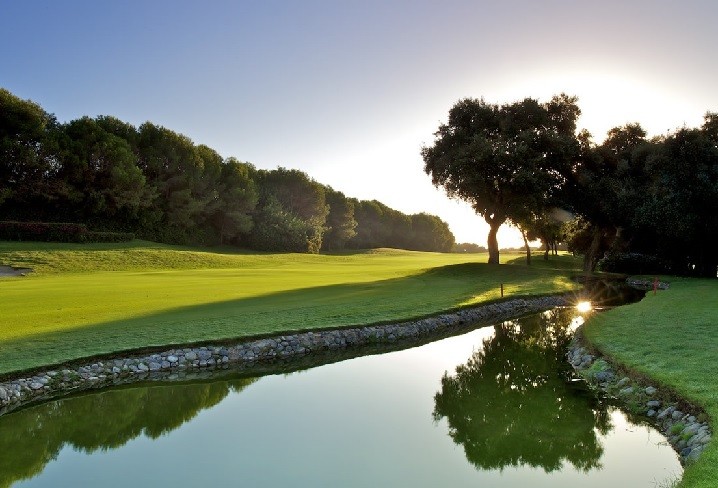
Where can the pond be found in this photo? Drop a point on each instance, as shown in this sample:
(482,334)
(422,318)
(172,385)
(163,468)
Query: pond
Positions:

Written problem: Write out the material above word for word, keeping every line as it is, but leave out the pictures.

Correct result:
Where can the pond be found in this photo? Drop a point on each instance, as shown in this sample:
(482,334)
(422,318)
(172,385)
(163,468)
Query: pond
Positions:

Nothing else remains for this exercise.